-- Text block start --
In this article, I interpret regression results in Stata. I have analyzed the multiple regression model using auto motive data from 1978. I have used the price of auto mobile as my dependent variable and used 7 independent variables (also called predictors) in the model. The objective of regression model is to check which factors (out of 7 independent variables) affect the price of auto mobile.

**Table of Contents**hide

## Data Description

The dataset is available in Stata software and can be accessed using following code:

`sysuse auto.dta`

To get the regression output, use the following code in Stata:

`reg price mpg trunk weight length turn displacement foreign`

## Interpreting Multiple regression statistics

There are three primary parts of regression output in Stata. These are ANOVA statistics, overall fitness of model measures, and parameter estimates. I have explained all these in following paragraphs.

**ANOVA Table**

The Anova table presents the primary statistics about the regression model. Usually, this section is neglected in explaining the regression output because these statistics numbers are used to generate other statistics such as F-stat and R-squared, which Stata software automatically calculates for us in the regression model output.
-- Text block end --
-- Record extracts start --
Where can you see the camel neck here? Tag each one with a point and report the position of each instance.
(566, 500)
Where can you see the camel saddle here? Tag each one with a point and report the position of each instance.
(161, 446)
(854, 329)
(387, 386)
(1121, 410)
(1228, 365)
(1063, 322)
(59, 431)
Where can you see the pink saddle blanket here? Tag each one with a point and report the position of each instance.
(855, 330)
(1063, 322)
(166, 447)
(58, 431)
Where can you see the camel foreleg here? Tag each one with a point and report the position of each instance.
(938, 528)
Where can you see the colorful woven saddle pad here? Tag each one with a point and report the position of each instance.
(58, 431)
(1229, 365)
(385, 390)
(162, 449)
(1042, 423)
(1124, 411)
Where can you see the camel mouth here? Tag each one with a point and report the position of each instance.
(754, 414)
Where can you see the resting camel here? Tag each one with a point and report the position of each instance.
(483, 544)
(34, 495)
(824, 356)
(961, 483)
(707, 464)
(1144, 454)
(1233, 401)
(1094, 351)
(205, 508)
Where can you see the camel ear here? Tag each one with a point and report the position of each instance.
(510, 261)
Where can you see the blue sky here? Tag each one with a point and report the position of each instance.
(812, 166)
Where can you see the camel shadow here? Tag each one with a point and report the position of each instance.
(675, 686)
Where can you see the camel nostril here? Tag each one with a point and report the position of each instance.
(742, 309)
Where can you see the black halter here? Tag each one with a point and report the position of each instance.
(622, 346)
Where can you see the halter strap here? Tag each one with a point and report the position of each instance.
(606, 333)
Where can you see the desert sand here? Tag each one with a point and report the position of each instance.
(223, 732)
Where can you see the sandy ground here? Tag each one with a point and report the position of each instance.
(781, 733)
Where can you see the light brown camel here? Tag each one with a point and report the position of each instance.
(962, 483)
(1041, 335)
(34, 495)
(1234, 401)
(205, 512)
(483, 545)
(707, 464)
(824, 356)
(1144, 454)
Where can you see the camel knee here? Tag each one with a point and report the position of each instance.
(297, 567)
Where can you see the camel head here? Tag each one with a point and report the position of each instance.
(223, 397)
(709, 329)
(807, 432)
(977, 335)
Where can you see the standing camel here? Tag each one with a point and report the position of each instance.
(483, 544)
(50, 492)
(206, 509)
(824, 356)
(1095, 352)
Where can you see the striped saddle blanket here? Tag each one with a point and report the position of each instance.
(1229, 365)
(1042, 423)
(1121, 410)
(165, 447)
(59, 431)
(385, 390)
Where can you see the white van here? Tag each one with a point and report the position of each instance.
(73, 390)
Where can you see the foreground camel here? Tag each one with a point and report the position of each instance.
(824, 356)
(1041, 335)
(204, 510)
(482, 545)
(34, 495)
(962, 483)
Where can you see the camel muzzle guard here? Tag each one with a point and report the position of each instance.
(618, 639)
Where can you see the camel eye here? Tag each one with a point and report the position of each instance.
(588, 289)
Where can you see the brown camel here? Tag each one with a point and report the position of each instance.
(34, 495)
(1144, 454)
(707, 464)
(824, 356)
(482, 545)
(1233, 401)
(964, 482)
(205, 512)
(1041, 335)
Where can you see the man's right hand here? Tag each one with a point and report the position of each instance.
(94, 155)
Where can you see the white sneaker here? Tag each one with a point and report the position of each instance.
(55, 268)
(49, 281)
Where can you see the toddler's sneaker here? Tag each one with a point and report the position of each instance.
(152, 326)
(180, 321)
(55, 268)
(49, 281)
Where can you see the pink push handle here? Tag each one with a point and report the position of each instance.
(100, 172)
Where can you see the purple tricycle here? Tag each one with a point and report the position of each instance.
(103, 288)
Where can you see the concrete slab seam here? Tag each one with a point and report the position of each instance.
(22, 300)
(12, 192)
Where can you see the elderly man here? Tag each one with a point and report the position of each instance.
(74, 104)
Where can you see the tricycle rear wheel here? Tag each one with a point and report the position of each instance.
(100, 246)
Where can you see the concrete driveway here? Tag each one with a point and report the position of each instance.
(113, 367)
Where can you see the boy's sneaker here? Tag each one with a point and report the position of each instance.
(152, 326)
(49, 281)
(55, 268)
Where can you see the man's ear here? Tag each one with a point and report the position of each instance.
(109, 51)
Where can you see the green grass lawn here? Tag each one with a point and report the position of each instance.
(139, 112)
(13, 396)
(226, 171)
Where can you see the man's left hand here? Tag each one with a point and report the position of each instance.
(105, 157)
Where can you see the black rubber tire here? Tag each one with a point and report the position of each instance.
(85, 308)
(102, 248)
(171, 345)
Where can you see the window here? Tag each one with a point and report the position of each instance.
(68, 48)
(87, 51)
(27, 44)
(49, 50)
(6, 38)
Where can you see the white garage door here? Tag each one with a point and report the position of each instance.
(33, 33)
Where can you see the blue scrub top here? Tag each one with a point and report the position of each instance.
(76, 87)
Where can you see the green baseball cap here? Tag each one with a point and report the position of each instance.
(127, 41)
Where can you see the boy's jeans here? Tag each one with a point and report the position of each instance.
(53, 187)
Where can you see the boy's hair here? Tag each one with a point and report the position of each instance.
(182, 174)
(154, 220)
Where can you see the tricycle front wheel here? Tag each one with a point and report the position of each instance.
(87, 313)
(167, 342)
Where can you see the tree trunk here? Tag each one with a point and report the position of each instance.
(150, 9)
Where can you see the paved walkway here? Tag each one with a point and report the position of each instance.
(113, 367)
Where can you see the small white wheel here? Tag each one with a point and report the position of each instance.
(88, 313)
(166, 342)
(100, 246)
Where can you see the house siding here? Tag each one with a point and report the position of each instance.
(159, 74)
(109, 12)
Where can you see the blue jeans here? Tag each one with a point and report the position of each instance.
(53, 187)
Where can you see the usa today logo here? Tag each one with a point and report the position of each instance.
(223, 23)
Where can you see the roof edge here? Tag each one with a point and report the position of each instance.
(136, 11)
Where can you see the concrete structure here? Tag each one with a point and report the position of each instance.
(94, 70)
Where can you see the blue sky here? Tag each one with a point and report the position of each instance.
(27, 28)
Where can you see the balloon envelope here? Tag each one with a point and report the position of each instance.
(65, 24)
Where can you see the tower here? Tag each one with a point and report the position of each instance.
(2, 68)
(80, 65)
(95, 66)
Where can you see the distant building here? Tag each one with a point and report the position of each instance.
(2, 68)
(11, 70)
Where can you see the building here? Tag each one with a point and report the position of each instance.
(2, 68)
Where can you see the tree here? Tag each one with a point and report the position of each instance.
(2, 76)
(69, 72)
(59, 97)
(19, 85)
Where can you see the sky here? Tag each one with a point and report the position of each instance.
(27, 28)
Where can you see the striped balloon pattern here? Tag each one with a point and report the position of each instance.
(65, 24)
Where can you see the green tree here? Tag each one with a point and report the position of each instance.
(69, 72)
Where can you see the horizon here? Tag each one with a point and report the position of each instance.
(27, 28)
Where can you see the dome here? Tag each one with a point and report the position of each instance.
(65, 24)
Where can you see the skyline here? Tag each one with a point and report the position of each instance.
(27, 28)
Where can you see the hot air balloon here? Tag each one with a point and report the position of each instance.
-- Record extracts end --
Resume the article on interpreting Stata regression output, starting right after its final sentence.

* [Answer for the task]
The **SS** means Sum of Squares. It tells us how much variation or change this model is predicting in the dependent variable (price of motorcar). To put it more simply, how much the 7 independent variables are jointly predicting the price of motor-vehicle. The model SS shows the variance being explained by this model while residual SS shows how much variance this model is not predicting in the dependent variable.

The **df** means degree of freedom. The model df shows that 7 independent variables are explaining the variation in price of motorcar. However, there may by other variables which might explain the variation in price variable.

The **MS** means Mean Square. This is used to measure the F-statistics for the model. However, Stata automatically calculates the F-stat value for us in model fitness statistics.

**Model Fitness**

The model fitness measures estimate the overall goodness of fit of the multiple regression model. This tells us in clear terms that how much our model is explaining the change in dependent variable, i.e., how much these 7 independent variables affect the dependent variable.

The **Number of Obs** (observations) means how much observations or data records used in the model. In our case, they are 74 observations or records, which we used in the model.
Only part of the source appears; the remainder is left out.